- [Records from a data collection]:
──────

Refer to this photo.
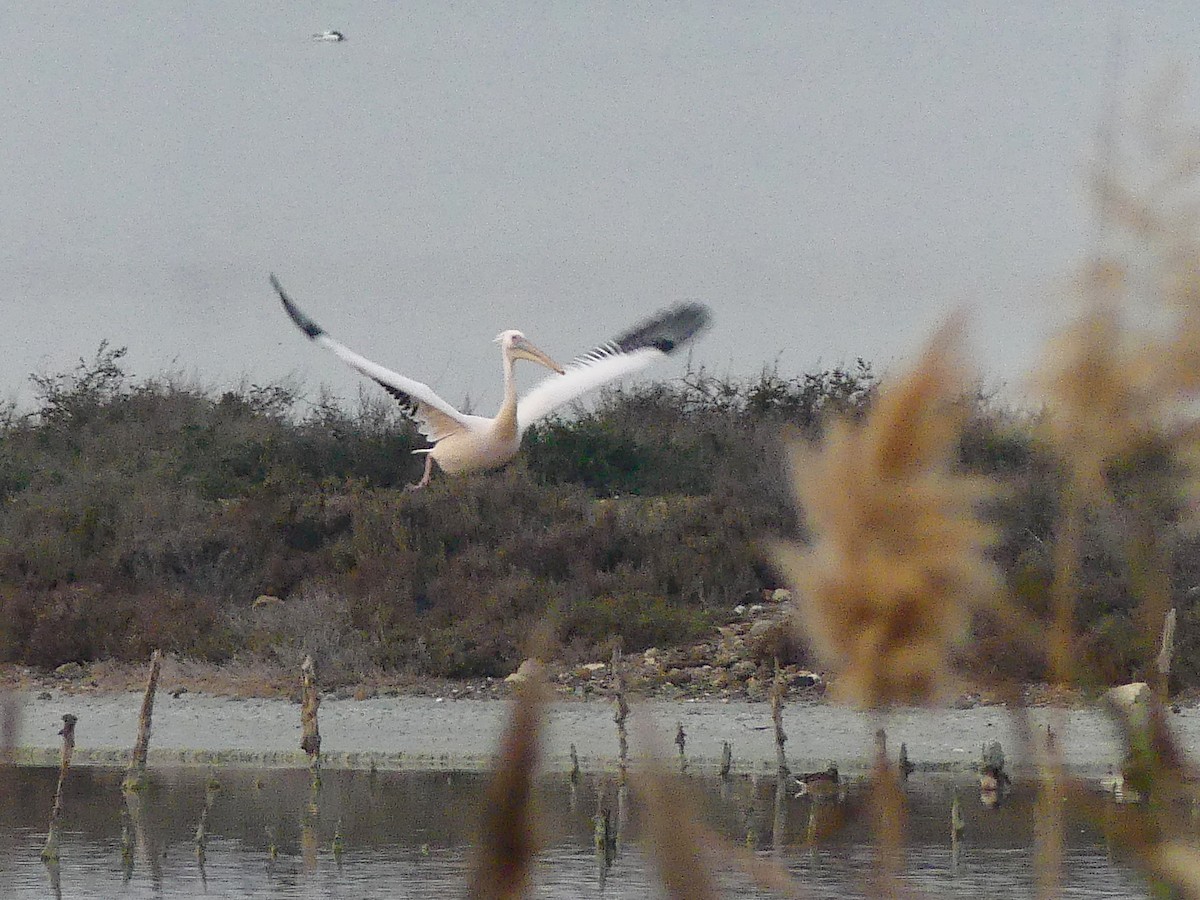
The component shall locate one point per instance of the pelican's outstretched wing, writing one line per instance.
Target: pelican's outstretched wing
(637, 348)
(435, 418)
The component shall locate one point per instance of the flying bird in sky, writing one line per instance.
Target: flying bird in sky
(473, 443)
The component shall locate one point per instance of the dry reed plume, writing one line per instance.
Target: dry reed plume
(508, 835)
(898, 558)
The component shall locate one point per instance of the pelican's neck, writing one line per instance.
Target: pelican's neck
(507, 419)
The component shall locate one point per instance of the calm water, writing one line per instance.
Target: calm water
(407, 835)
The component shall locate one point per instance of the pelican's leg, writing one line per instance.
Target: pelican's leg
(426, 477)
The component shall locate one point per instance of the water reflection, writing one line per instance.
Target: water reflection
(389, 834)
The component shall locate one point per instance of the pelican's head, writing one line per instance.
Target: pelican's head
(516, 346)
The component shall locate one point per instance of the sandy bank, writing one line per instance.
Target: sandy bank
(427, 733)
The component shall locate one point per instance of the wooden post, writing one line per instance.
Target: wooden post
(136, 775)
(1165, 652)
(618, 673)
(955, 829)
(10, 715)
(51, 851)
(310, 735)
(778, 689)
(575, 766)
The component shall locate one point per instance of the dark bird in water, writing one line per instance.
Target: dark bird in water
(820, 785)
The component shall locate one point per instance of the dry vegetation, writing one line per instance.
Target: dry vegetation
(903, 551)
(142, 515)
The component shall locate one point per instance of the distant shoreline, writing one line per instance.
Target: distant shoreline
(431, 733)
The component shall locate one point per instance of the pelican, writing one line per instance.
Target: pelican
(473, 443)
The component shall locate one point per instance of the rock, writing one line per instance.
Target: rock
(588, 670)
(678, 676)
(743, 670)
(70, 670)
(718, 678)
(1133, 701)
(755, 688)
(528, 669)
(803, 678)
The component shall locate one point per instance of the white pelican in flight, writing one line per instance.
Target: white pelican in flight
(472, 443)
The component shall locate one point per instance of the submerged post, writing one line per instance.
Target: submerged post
(310, 735)
(957, 827)
(618, 675)
(1165, 652)
(778, 688)
(136, 775)
(575, 766)
(51, 851)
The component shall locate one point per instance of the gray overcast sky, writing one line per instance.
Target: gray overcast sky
(829, 178)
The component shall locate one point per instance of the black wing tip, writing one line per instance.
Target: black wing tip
(311, 329)
(667, 331)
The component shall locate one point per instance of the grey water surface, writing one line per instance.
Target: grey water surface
(409, 835)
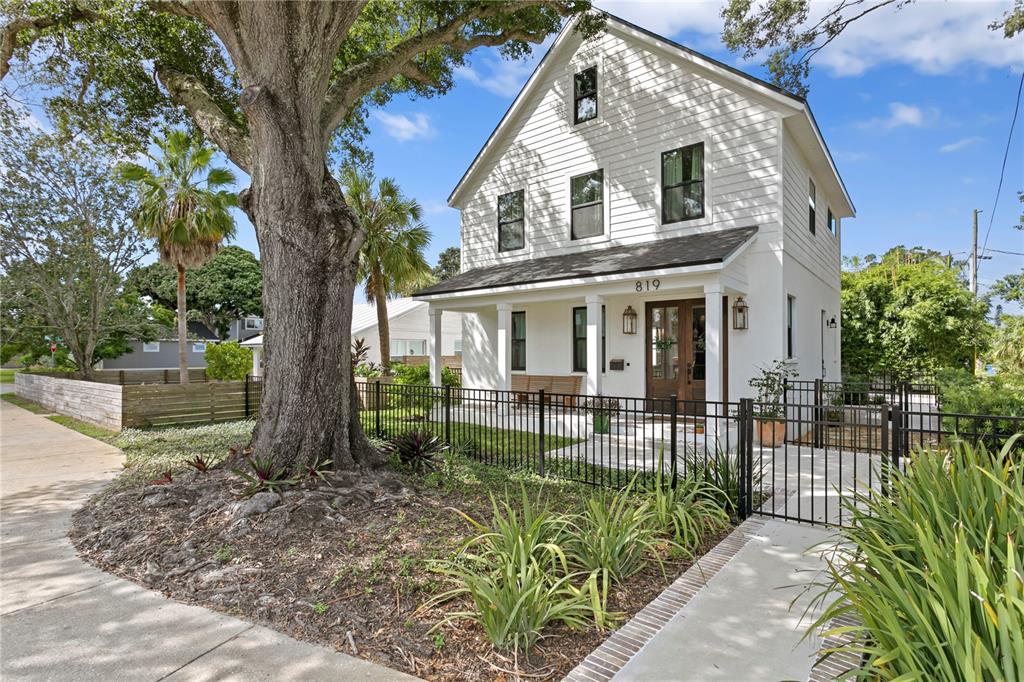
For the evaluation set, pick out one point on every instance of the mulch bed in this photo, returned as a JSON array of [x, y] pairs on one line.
[[339, 562]]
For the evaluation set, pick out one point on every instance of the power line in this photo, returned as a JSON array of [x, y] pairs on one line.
[[1003, 171]]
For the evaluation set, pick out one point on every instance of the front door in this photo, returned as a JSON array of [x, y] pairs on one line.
[[675, 339]]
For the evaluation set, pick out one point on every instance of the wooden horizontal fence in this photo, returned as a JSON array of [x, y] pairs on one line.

──────

- [WHAT NEEDS TO BE DONE]: Write the entries above out in full, exactly, with no images.

- [EXPECTED OUTPUT]:
Refer to this photo.
The component shall locate one point per instance of the pelican's outstretched wing, writing one line per instance.
Target: pelican's outstretched wing
(637, 348)
(435, 418)
The component shall locate one point per instance of the flying bird in sky, writing one line per instance.
Target: flying bird in sky
(473, 443)
The component shall locate one point per instance of the dry reed plume, writing one line per instance.
Target: dry reed plume
(508, 835)
(898, 558)
The component shall locate one point per instance of the pelican's neck, writing one line per instance.
Target: pelican's neck
(507, 419)
The component shall locate one point per instance of the calm water, writing one line per instance.
Target: calm water
(407, 835)
The component shall locate one point per instance of the pelican's leg, writing one line per instance.
Target: pelican's leg
(426, 477)
The component shall locate one point per instance of the water reflection, writing one line per instance.
Target: water reflection
(389, 834)
The component shall locate one point per instance of the pelican's head, writing one line per instance.
Target: pelican's head
(516, 346)
The component shall locate one point per instance of the sandy bank, writing one line per instance.
Target: sandy bank
(427, 733)
The component shall locate one point per instance of the wooden post, writing one line per instance.
Target: wooden post
(136, 775)
(1165, 652)
(618, 673)
(955, 829)
(10, 715)
(51, 851)
(310, 735)
(778, 689)
(575, 766)
The component shall locate one point per instance of the dark bird in water, writing one line per instance.
Target: dark bird in water
(820, 785)
The component shall locate one point per instance of the dry vegetation, writing one line per instance.
Target: dry vegetation
(903, 551)
(142, 515)
The component shall locate one point per instance of the distant shoreline, writing one line per instance.
Target: distant shoreline
(431, 733)
The component shall locate one point per instance of the pelican, writing one line per instance.
Target: pelican
(473, 443)
The component shall locate one point per instance of the rock, writing one line per instance.
Target: rock
(588, 670)
(678, 676)
(743, 670)
(70, 670)
(718, 678)
(1133, 701)
(755, 688)
(528, 669)
(803, 678)
The component shall locate one point per instance of the white pelican in flight, writing one line per instance.
Target: white pelican in flight
(472, 443)
The component shall locate one point per instance of the submerged post, writing one line per instance.
Target: submerged post
(310, 735)
(957, 827)
(618, 675)
(1165, 652)
(778, 688)
(136, 775)
(575, 766)
(51, 851)
The component shall locate one point per instance of the gray overcast sky, writing one line per instance.
Target: gray overcast sky
(829, 178)
The component shall locate one point per instance of the black wing tip, writing one line per instance.
Target: black wing tip
(311, 329)
(667, 331)
The component shall locate one point per instance of the grey water surface, writing one line per instance.
Target: grey water surface
(409, 835)
For the evaluation set, pick out one point on every instance of the mulch bed in this photo, returned as a JSON array of [x, y] pairs on one line.
[[339, 562]]
For the evaluation set, pick out one point on every instance of the power line in this photo, returned as a JSON array of [x, y] pairs on one line.
[[1003, 171]]
For the evaluation set, pick out one point on every instance of the front door in this photo, returned as a JSON array of [x, y] pairs on one line.
[[675, 339]]
For the evaluation set, pick out one point on every instance of the wooden horizontal fence in this photo, returned as a JSON array of [x, y] pairs on one line.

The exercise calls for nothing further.